REQUIREMENTS:
A. Rewrite the paragraph of the EUR-LEX notebook that begins "This notebook checks" as a short list that keeps its main facts.
B. Continue the EUR-LEX notebook from the point where it stops.

TEXT:
# EUR-LEX Subject Matter Checker 
This notebook checks if the sum of the number of search results for each subject matter code for cases = the total number of search results for cases (this should be true). If it is not, we have a problem and we have to figure out another way to extract the subject matter of each case. If it is true, then we can extract citations for the cases of each subject matter using its unique URL on EUR-LEX so we don't have to explicitly extract it from the Webpages or metadata anymore. 

## 1. Open file with subject matter codes from EUR-LEX and store codes to array

In [1]:
import csv

subjectMatterCodes = []

with open('../data/SubjectMatterCodes.tsv') as tsvfile:
    reader = csv.reader(tsvfile, delimiter='\t')
    for row in reader:
        subjectMatterCodes.append(row[0])
    
print(subjectMatterCodes)

SOURCE EXCERPT:
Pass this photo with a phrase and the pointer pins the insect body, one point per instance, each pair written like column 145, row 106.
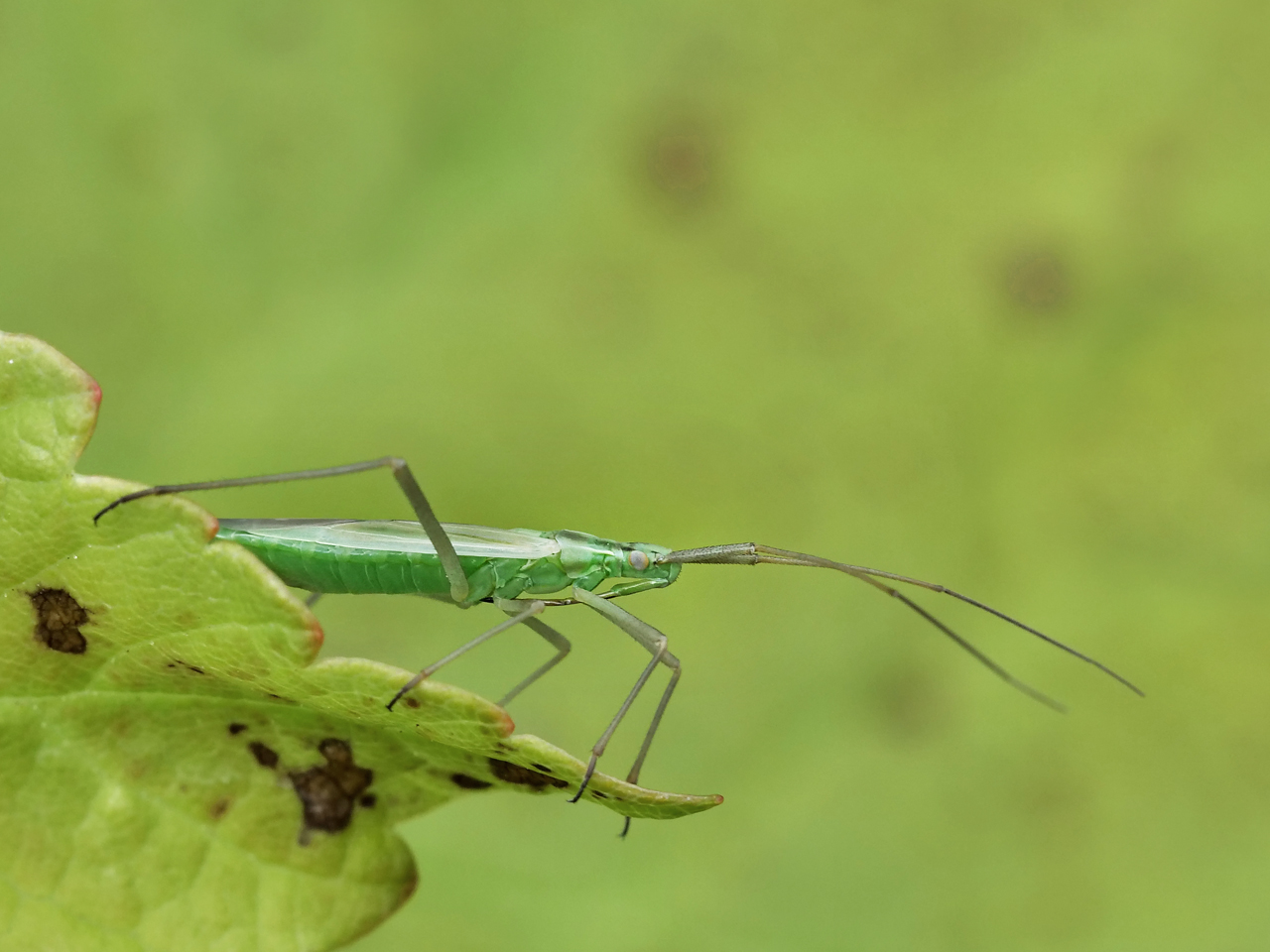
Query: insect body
column 398, row 557
column 513, row 569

FINAL ANSWERS:
A.
- The notebook checks whether the search-result counts for each subject matter code for cases add up to the total number of search results for cases, which should be true.
- If the sums don't match, another way to extract each case's subject matter is needed.
- If they match, citations for the cases of each subject matter can be extracted through its unique EUR-LEX URL, so there is no longer any need to pull the subject matter explicitly from the webpages or metadata.

B.
['ALCO', 'BEI', 'BPAI', 'CAFE', 'CECA', 'CECC', 'CEEA', 'CIT', 'CLUG', 'COAD', 'COES', 'CONC', 'CONJ', 'CORE', 'CROM', 'CULT', 'DFON', 'DGEN', 'DISC', 'DOM', 'EFPJ', 'ELSJ', 'EMPL', 'ENER', 'ENV', 'ETAB', 'EXT', 'FIN', 'FISC', 'FSE', 'INST', 'J-AI', 'LCC', 'LCM', 'LCT', 'MARC', 'MARI', 'NUCL', 'PCIV', 'PDON', 'PEM', 'PIM', 'PIND', 'PREG', 'PRIN', 'PRIV', 'PROC', 'PROP', 'PROT', 'PTOM', 'RAPL', 'RDT', 'RESP', 'RTR', 'SANT', 'SAUV', 'SERV', 'SESO', 'SOPO', 'STAT', 'TELE', 'TOUR', 'TRAN', 'TXTL']


## 2. Access the Judgements search results URL for each subject matter code and record the number of search results

In [2]:
#import the urllib library used to query a website
from urllib.request import urlopen
#import BeautifulSoup webscraping module for python
from bs4 import BeautifulSoup
#import JSON parser
import json

#orders url
#prefix_url = "http://eur-lex.europa.eu/search.html?qid=1524804492179&DB_TYPE_OF_ACT=order&CASE_LAW_SUMMARY=false&DTS_DOM=EU_LAW&CT_CODED="
#suffix_url = "&typeOfActStatus=ORDER&type=advanced&lang=en&SUBDOM_INIT=EU_CASE_LAW&DTS_SUBDOM=EU_CASE_LAW"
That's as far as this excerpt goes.